**PARTS OF THE EXERCISE:**
**a.** Answer these questions about the passage on inflation, one per line:
(i) What rise did yesterday's figures announce?
(ii) How does the passage define inflation?
(iii) Over which years did the economy grow faster than its historic norm?
**b.** Does each statement agree with the passage on inflation? Answer yes or no, and quote the words that decide it.
(i) Factory output prices represent a large part of the economy.
(ii) In the Eighties, a devaluation of the pound pushed up the price of imports.
(iii) Mobile phones and computers are given as examples of things becoming relatively less scarce.
**c.** Reproduce the passage on inflation between "British economists are" and "is on the up.", inclusive.

British economists are now standing on the shore, looking at monthly statistics repetitively lap against their ankles, and going through a similar kind of mental anguish in trying to determine whether the economic tide of inflation is coming or going. Yesterday's figures, announcing a rise from 2.9 per cent to 3.3 per cent - and those on producer prices released on Monday - appear to have represented a minor surge. Strong evidence for asserting that inflation is on the up.
But inflation is a funny old thing, and, in fact, it is much harder to tell what is really happening than these figures would suggest. Here are three reasons. First, even if inflation is falling, the price of almost half of what we buy can still be rising by more than the rate of inflation. If eggs and apples are going up by less than the Retail Price Index, the fact that bread is going up faster does not provide any evidence that inflation is picking up. In a healthy economy, change is continually occurring: some things (like mobile phones and computers) are becoming relatively less scarce, and other things are becoming more so. It is natural that relative prices should change, that, for example, the number of loaves of bread you need to give up to buy a mobile phone will fall as mobile phone technology catches on.
It is a mistake to confuse relative price changes with inflation - a rise in the general price level. And that means we must always be very careful about putting too much weight on selective indicators, such as factory output prices, which represent only a small part of the economy.
A second difficulty in assessing inflation is that even in an economy where the medium-term trend is downwards, there can be sustained periods over which the annual inflation figures pick up. Indeed, in the Eighties, Britain went through exactly that experience. From 1981 to 1986, the economy grew at a rate faster than its historic norm, with the inflationary undercurrent clearly heading downwards. But there was a mini-inflation tide in the middle of that growth, as a devaluation of the pound pushed up the price of imports. We would have been quite wrong to tighten policy to respond to that devaluation - the economy was not overheating, was not operating at capacity, and was not inflationary. As soon as the effect of the devaluation passed through, inflation got back on its natural course and started falling again.

**RAW RECORDS:**
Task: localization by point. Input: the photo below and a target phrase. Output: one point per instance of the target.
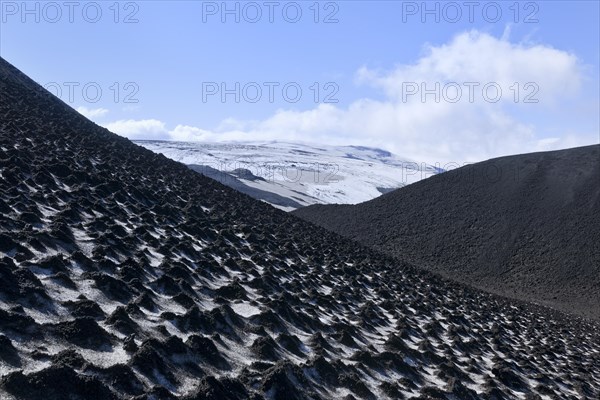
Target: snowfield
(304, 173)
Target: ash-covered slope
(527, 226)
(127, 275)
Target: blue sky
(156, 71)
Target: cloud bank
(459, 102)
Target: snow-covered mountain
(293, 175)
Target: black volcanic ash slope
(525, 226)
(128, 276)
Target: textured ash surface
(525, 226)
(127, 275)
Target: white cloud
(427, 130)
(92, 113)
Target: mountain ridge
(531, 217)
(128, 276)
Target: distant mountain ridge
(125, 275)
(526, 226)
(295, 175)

**SOLUTIONS BY TASK:**
**a.**
(i) A rise from 2.9 per cent to 3.3 per cent.
(ii) A rise in the general price level.
(iii) From 1981 to 1986.

**b.**
(i) No: "which represent only a small part of the economy."
(ii) Yes: "as a devaluation of the pound pushed up the price of imports."
(iii) Yes: "some things (like mobile phones and computers) are becoming relatively less scarce"

**c.**
British economists are now standing on the shore, looking at monthly statistics repetitively lap against their ankles, and going through a similar kind of mental anguish in trying to determine whether the economic tide of inflation is coming or going. Yesterday's figures, announcing a rise from 2.9 per cent to 3.3 per cent - and those on producer prices released on Monday - appear to have represented a minor surge. Strong evidence for asserting that inflation is on the up.